WORK TO COMPLETE:
Rewrite the records from the line holding "Task: pin the silver chain" through the end of the records, inclusive, changing "concrete ground" to "paved ground" and leaving everything else unchanged. Return only those lines.
>>>>>
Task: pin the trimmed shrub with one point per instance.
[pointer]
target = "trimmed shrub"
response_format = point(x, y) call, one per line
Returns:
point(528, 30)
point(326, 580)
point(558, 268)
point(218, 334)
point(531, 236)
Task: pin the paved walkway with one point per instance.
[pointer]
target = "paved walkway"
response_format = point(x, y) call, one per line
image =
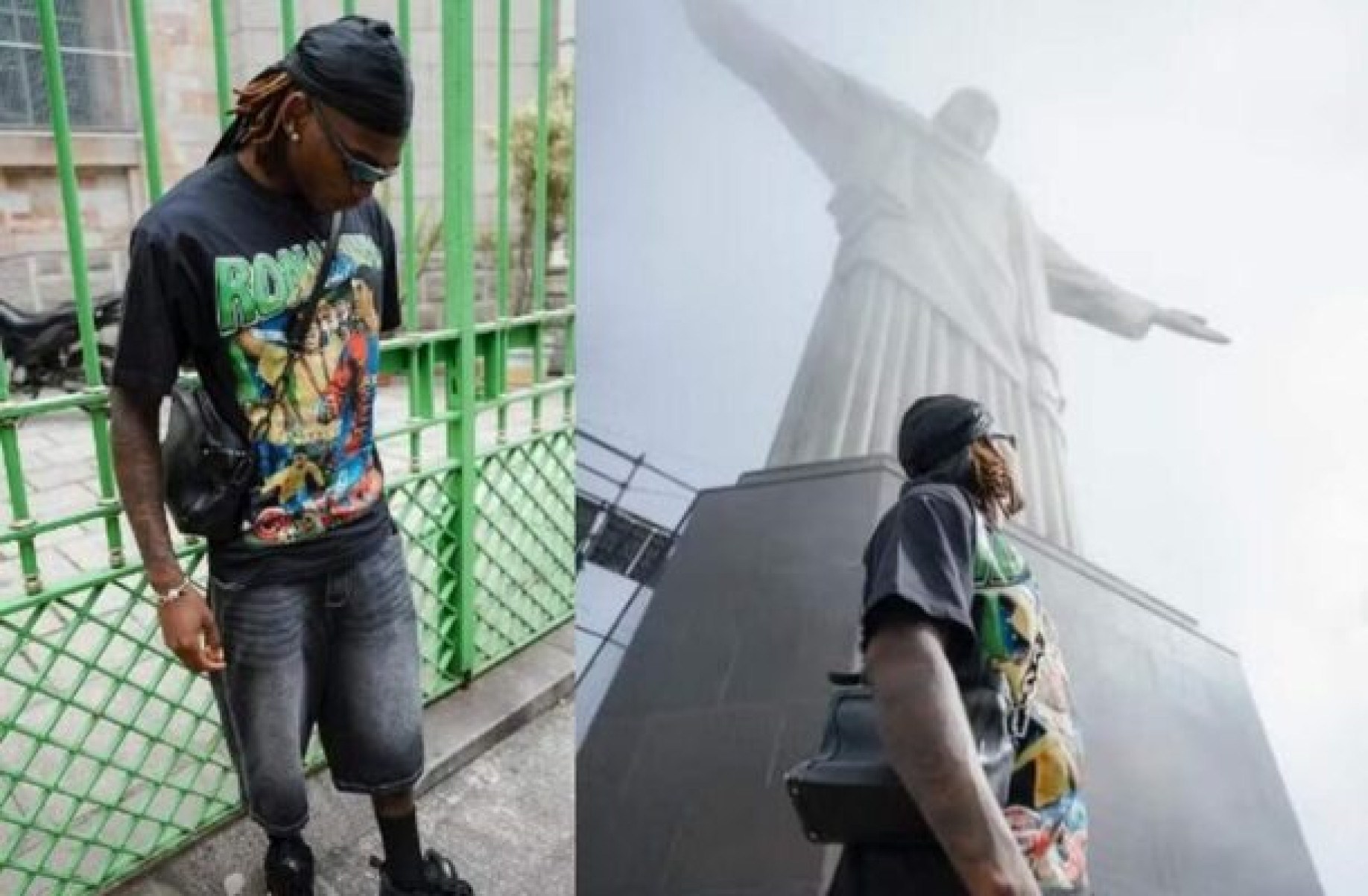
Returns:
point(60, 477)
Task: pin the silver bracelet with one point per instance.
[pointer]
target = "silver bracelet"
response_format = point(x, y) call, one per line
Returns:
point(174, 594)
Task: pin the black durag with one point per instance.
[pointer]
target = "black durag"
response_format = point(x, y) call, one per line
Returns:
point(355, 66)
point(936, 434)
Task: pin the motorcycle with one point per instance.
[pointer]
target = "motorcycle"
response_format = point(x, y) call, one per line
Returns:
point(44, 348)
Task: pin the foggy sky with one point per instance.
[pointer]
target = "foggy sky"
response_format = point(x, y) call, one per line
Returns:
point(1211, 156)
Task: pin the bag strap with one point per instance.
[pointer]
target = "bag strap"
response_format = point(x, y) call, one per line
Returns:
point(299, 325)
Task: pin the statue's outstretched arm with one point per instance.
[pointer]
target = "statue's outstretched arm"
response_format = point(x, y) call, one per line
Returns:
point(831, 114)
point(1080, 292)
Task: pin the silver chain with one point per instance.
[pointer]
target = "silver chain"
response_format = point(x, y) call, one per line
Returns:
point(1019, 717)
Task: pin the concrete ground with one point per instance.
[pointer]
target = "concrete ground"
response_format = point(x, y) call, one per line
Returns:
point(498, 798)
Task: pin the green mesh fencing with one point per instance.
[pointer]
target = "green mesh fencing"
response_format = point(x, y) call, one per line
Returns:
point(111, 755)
<<<<<
THE RESPONSE:
Task: pin the silver chain with one point per instance.
[pointer]
target = "silver chain"
response_format = point(x, y) call, one per line
Returns:
point(1019, 717)
Task: pin the paved ground with one point per instance.
[pointer]
target = "paved ground"
response_format = point(x, y) call, one per line
Returns:
point(498, 798)
Task: pin the green mesh fencing with one point per instance.
[pointer]
target = "green mesh fencing"
response_format = point(x, y) call, one per line
Returns:
point(111, 755)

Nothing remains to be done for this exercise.